*About this exercise:* For this exercise, repeat the listing below from its first line through the line containing "Target: wet sand", exactly as written.

*-*-*

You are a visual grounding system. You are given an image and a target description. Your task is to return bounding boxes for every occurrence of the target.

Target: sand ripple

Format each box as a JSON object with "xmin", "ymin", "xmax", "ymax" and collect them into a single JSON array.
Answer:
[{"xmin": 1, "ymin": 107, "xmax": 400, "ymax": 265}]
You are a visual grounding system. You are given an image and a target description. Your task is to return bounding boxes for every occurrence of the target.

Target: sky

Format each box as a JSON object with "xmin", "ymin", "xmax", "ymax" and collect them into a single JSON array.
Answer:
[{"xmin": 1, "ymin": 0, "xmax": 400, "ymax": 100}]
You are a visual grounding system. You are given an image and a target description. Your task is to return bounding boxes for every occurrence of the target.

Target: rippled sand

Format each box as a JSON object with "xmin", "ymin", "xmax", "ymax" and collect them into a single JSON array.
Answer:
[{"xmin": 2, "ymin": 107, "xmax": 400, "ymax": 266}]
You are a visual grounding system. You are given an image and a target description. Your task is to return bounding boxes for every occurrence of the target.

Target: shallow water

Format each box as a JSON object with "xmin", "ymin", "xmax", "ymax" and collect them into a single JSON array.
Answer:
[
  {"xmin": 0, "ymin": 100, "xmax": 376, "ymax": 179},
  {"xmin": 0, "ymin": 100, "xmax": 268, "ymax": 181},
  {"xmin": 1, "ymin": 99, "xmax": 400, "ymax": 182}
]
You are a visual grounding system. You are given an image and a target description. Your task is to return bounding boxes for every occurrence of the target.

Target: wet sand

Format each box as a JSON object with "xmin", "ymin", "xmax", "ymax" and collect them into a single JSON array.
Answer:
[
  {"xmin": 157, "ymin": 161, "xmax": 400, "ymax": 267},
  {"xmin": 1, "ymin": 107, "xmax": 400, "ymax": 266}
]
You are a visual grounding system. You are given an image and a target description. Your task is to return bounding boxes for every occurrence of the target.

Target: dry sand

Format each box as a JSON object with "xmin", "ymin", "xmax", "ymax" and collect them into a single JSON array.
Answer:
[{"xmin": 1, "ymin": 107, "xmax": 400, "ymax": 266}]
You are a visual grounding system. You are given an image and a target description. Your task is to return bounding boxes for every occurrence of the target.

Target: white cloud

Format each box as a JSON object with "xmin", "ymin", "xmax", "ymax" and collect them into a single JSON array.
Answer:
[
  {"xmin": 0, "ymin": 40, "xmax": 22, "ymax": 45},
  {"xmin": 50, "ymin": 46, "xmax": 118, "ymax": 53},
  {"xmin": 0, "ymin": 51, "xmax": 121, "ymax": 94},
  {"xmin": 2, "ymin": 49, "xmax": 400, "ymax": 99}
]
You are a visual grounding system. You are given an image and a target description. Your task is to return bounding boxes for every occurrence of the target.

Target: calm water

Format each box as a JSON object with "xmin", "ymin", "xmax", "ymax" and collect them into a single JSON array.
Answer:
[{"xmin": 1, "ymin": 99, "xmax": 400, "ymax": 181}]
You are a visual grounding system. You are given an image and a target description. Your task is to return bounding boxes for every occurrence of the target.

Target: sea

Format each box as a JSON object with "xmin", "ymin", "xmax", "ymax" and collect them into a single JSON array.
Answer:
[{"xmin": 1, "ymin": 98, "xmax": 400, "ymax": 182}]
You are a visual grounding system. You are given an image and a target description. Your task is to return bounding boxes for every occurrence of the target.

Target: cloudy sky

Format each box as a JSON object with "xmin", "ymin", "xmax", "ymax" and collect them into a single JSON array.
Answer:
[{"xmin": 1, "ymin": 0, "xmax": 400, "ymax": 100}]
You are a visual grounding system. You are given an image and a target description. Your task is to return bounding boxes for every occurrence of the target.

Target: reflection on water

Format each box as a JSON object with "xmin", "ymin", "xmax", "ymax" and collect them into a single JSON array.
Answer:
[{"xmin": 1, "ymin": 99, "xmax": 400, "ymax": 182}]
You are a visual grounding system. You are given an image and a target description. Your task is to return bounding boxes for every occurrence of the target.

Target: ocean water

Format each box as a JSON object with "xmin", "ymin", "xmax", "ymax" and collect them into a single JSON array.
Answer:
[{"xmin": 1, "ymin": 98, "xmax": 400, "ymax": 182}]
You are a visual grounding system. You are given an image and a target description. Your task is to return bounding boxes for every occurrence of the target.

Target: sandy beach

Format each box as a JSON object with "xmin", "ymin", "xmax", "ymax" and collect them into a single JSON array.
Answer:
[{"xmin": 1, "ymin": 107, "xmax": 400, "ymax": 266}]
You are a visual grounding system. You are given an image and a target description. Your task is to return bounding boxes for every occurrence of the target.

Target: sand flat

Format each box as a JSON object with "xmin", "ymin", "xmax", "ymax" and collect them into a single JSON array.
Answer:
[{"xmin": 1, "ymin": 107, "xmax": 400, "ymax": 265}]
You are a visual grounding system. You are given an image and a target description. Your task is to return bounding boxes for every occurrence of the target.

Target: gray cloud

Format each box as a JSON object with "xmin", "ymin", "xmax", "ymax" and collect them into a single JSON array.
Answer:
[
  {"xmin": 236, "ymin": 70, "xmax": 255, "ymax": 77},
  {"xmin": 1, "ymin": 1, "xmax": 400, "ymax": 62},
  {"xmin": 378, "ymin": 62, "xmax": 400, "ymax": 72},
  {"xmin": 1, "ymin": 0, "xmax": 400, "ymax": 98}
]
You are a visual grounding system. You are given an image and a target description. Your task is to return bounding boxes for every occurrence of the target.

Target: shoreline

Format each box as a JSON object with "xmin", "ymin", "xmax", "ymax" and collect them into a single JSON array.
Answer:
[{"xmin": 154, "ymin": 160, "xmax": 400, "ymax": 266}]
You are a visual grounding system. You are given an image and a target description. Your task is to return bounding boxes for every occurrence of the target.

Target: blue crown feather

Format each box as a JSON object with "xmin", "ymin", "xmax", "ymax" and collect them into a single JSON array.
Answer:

*-*-*

*Task result:*
You are a visual grounding system. You are given an image and a target description. Your task is to return bounding boxes for every occurrence of the target.

Target: sand ripple

Format each box as a JSON object with "xmin", "ymin", "xmax", "ymax" and collect them into a single JSON array.
Answer:
[{"xmin": 1, "ymin": 107, "xmax": 400, "ymax": 265}]
You are a visual grounding system. You are given an image and a target description. Your task is to return bounding boxes for every occurrence of the target.

Target: sky

Format each box as a JSON object with "xmin", "ymin", "xmax", "ymax" and collect them into a single JSON array.
Answer:
[{"xmin": 1, "ymin": 0, "xmax": 400, "ymax": 100}]
You are a visual grounding system. You are given an image and a target description. Your task is to return bounding boxes for every occurrence of the target.

Target: rippled sand

Format each box as a JSON object with "xmin", "ymin", "xmax", "ymax" and collect them into a single JSON array.
Answer:
[{"xmin": 2, "ymin": 107, "xmax": 400, "ymax": 266}]
You are a visual grounding system. You are given an image and a target description. Your task is to return bounding boxes for every occurrence of the target.

Target: shallow water

Format each box as a JSON object with "xmin", "ymin", "xmax", "ymax" and collect them into a single JSON array.
Answer:
[
  {"xmin": 0, "ymin": 100, "xmax": 376, "ymax": 179},
  {"xmin": 0, "ymin": 100, "xmax": 268, "ymax": 181},
  {"xmin": 1, "ymin": 99, "xmax": 400, "ymax": 182}
]
You are a visual grounding system. You are given an image and a target description. Your task is to return bounding boxes for every occurrence of the target.

Target: wet sand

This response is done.